**Problema a resolver:** Substitua "marker" por "pin" em todos os dados abaixo e reproduza-os sem mudar mais nada.
■ ■ ■ ■ ■ ■ ■
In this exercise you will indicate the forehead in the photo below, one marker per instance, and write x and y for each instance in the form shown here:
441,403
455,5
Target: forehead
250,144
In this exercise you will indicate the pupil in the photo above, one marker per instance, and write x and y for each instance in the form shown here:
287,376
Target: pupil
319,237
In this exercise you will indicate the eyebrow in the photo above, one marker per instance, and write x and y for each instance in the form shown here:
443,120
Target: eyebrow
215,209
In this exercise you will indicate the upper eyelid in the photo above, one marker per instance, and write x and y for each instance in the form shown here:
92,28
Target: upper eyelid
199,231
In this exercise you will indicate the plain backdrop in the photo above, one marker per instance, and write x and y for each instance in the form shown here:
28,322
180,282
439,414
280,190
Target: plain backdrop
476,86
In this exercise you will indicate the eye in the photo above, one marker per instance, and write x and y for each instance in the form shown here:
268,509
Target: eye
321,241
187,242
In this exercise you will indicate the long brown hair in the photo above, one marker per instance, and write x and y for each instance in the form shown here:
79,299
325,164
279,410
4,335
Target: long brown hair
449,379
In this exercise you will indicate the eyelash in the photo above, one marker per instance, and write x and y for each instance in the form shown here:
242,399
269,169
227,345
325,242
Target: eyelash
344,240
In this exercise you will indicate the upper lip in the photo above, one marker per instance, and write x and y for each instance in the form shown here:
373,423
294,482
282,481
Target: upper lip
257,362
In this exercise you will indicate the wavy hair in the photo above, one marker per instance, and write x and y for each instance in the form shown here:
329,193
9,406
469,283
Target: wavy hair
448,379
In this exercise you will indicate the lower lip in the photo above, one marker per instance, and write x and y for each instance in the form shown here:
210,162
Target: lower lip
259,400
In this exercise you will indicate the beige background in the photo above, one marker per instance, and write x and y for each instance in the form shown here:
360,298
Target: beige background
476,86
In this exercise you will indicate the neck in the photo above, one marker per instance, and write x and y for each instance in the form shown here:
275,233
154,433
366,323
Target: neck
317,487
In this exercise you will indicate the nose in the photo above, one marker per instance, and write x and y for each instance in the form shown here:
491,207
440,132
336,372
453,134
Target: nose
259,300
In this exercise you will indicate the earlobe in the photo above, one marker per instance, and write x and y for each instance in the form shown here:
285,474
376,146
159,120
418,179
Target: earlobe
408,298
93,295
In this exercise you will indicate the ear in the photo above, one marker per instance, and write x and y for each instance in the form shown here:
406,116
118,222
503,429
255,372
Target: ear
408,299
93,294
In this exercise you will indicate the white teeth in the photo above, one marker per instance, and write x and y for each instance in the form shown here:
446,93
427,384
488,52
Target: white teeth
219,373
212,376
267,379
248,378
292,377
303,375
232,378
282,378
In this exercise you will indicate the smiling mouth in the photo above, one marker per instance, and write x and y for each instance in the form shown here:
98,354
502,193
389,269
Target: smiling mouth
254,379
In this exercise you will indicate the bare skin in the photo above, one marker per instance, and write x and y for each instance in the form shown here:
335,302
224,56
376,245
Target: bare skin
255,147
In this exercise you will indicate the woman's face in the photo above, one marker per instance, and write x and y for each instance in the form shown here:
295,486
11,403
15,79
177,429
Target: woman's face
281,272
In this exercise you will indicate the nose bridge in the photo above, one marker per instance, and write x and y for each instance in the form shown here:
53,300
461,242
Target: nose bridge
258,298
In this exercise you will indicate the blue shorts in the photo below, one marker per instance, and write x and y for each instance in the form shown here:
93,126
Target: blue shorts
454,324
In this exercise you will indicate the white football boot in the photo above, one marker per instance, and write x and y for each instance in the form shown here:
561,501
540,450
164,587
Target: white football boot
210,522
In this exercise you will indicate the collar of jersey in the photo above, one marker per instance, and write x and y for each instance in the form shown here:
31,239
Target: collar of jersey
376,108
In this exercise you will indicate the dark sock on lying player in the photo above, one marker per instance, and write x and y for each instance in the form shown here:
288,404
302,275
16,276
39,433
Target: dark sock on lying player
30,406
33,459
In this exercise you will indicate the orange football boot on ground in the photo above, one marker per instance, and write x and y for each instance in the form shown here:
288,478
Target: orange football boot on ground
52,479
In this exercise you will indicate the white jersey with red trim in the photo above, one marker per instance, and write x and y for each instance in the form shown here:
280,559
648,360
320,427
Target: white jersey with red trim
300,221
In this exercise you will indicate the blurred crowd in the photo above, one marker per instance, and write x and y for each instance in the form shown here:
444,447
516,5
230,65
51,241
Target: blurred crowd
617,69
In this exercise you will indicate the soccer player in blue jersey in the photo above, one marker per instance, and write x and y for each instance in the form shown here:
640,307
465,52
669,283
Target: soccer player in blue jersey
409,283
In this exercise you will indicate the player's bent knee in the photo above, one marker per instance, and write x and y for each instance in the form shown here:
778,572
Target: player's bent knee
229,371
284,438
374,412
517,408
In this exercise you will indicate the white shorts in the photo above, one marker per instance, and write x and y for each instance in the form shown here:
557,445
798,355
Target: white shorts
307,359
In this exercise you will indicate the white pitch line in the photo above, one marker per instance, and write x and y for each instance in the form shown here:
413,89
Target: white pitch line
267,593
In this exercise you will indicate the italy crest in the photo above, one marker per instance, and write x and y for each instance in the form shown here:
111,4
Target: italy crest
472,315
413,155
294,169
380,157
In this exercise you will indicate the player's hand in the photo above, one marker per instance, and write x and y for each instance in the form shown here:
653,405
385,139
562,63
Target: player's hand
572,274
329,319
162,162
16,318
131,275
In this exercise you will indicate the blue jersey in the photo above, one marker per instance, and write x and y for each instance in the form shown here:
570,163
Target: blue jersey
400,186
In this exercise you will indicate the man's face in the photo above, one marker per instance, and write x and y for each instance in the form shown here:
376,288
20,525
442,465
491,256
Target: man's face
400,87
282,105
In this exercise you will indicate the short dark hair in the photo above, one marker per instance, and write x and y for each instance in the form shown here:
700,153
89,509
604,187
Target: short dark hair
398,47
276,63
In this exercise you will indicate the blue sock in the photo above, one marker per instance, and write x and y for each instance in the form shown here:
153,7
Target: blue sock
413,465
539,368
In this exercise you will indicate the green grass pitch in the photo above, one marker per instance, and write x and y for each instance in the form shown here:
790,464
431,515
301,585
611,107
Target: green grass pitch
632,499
■ ■ ■ ■ ■ ■ ■
**Resposta ao exercício:**
In this exercise you will indicate the forehead in the photo below, one pin per instance, and write x and y for each instance in the form shown here:
441,403
455,5
Target: forehead
250,144
In this exercise you will indicate the pupil in the photo above, one pin per instance, and write x and y for each instance in the form shown here:
287,376
Target: pupil
319,237
In this exercise you will indicate the eyebrow in the photo above, one pin per instance, and write x and y for each instance in the form shown here:
443,120
Target: eyebrow
215,209
In this exercise you will indicate the upper eyelid in the photo above, one pin per instance, and write x and y for each instance in the form shown here:
92,28
Target: upper eyelid
199,231
In this exercise you will indicate the plain backdrop in the photo above, one pin per instance, and write x and y for each instance in the form shown here:
28,322
180,282
439,414
280,190
Target: plain backdrop
476,86
In this exercise you will indicate the eye in the photo above, one pin per instance, and write x and y for each instance in the form shown here:
268,509
Target: eye
321,241
187,242
In this exercise you will indicate the long brown hair in the photo above, one pin per instance, and write x and y for each instance in the form shown here:
79,299
325,164
279,410
4,335
Target: long brown hair
449,379
In this exercise you will indicate the eyelash in the photo above, one pin per instance, and write x and y for each instance in the form shown here:
242,399
269,169
227,345
325,242
Target: eyelash
344,240
In this exercise you will indicate the upper lip in the photo above, one pin per instance, and write x and y for each instance in the form shown here:
373,423
294,482
282,481
Target: upper lip
257,362
In this exercise you will indicate the wavy hair in the photo above, one pin per instance, and write x and y for each instance in the form shown here:
329,193
9,406
469,283
Target: wavy hair
448,379
In this exercise you will indicate the lower lip in the photo above, one pin per instance, and write x and y for each instance in the form shown here:
210,162
Target: lower lip
259,400
In this exercise you will indicate the beige background in the photo above, one pin per instance, and write x and y for each instance in the form shown here:
360,298
Target: beige background
476,86
In this exercise you will indicate the neck in the photo above, one pin per instance, and write x and y for each instance in the form shown here:
275,233
154,433
366,323
Target: neck
317,487
In this exercise you will indicate the nose in the photo above, one pin per instance, and write x and y for each instance in the form shown here:
491,207
440,132
336,372
453,134
Target: nose
259,300
In this exercise you will indicate the earlobe in the photo above, one pin per instance, and write x and y for each instance in the form shown here:
285,474
376,146
159,120
418,179
Target: earlobe
408,298
93,295
In this exercise you will indicate the ear in the photo above, one pin per instance, and write x and y for each instance in the form shown here:
406,116
118,222
503,429
255,372
Target: ear
408,299
93,294
In this exercise you will indicate the white teeth in the photo above, one pin per instance, and write x and y for each instance in the form shown here:
446,93
427,384
488,52
Target: white teeth
219,373
212,376
267,379
248,378
292,377
303,375
232,378
282,378
In this exercise you will indicate the smiling mouth in the photo above, one pin per instance, and write x and y for each instance in the form shown here:
98,354
502,193
389,269
Target: smiling mouth
254,379
In this exercise you will indicate the bare skin in the photo above, one pin per instance, and write x and y for each instance in the form shown here:
335,302
224,56
376,245
Target: bare skin
255,147
In this exercise you will indicate the woman's face in the photo above, one pin per instance, and write x and y for each instance in the form shown here:
295,486
11,403
15,79
177,429
Target: woman's face
281,272
In this exercise you will indicate the nose bridge in the photo above, one pin per instance, and write x and y for each instance in the form shown here:
53,300
461,242
Target: nose bridge
258,298
In this exercise you will indicate the blue shorts in the photo below, one pin per instance, and write x and y for each instance in the form shown here:
93,126
Target: blue shorts
454,324
In this exercise you will indicate the white football boot in the photo above, one pin per instance, and write x and y for each instance in the form shown here:
561,501
540,450
164,587
Target: white football boot
210,522
In this exercise you will indicate the collar of jersey in the photo above, one pin per instance, and write x and y for each instance in the form shown here:
31,239
Target: collar of jersey
376,108
In this exercise you will indicate the dark sock on lying player in the photo above, one pin per instance, and write x and y for each instance in the form shown here:
288,404
302,275
16,276
39,433
Target: dark sock on lying player
30,406
33,459
In this exercise you will indicate the orange football boot on ground in the photo above, one pin per instance, and write x and y for each instance in the form shown here:
288,478
Target: orange football boot on ground
52,479
In this exercise you will indicate the white jersey with red trim in the photo above, one pin per instance, and write x and y for each instance in the form shown here:
280,559
648,360
320,427
Target: white jersey with red trim
300,221
In this exercise you will indicate the blurred crowd in the photo above, one pin per instance, and write x and y for each instance in the form shown here:
444,447
516,5
230,65
51,241
Target: blurred crowd
617,69
In this exercise you will indicate the soccer player in blue jersey in the photo above, one pin per instance, and write x and y for each instance in the form shown here:
640,307
465,52
669,283
Target: soccer player in blue jersey
409,283
In this exercise you will indicate the player's bent knee in the photo above, one pin per instance, and write x and y for each instance in the form shown here:
778,572
Target: player's bent knee
229,371
284,438
374,412
517,408
In this exercise you will indicate the white shorts in the photo above, one pin per instance, and write x and y for each instance in the form shown here:
557,445
798,355
Target: white shorts
307,359
In this exercise you will indicate the white pitch line in the photo above, one pin per instance, and write x and y for each instance in the form shown here:
413,89
Target: white pitch line
267,593
In this exercise you will indicate the italy crest in the photo above, one pin per instance, and write x and y for each instance in the form shown here:
111,4
Target: italy crest
472,315
413,155
294,169
380,157
In this exercise you will indicate the player's hand in the photo above, one pin per instance, and write x and y for each instance in the form shown here:
653,405
385,139
562,63
Target: player's hand
572,274
329,319
162,162
16,318
131,275
In this exercise you will indicate the blue jersey in the photo above, one pin per instance, and write x and y for each instance in the form shown here:
570,163
Target: blue jersey
400,186
In this exercise you will indicate the man's face in the photo above, one pin per instance, and write x and y for each instance in the form shown here:
376,288
20,525
442,465
491,256
Target: man's face
400,87
282,105
In this exercise you will indicate the short dark hair in the photo above, one pin per instance, and write x and y for each instance in the form shown here:
700,153
89,509
604,187
Target: short dark hair
398,47
276,63
In this exercise you will indicate the blue sock in the photo above, one pin per instance, and write x and y for each instance in the form shown here:
153,7
Target: blue sock
413,465
539,368
In this exercise you will indicate the green grass pitch in the photo above, one pin per instance, and write x and y for each instance in the form shown here:
790,464
431,515
301,585
611,107
Target: green grass pitch
632,499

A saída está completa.